Information provided below:

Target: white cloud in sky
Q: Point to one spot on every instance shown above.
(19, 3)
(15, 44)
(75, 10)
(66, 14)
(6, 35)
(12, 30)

End of Information provided.

Problem: Please transcribe the records above in full, keeping every word.

Answer to this problem:
Target: white cloud in sky
Q: Point to one spot on every instance shown above.
(19, 3)
(15, 44)
(75, 10)
(66, 14)
(6, 35)
(12, 30)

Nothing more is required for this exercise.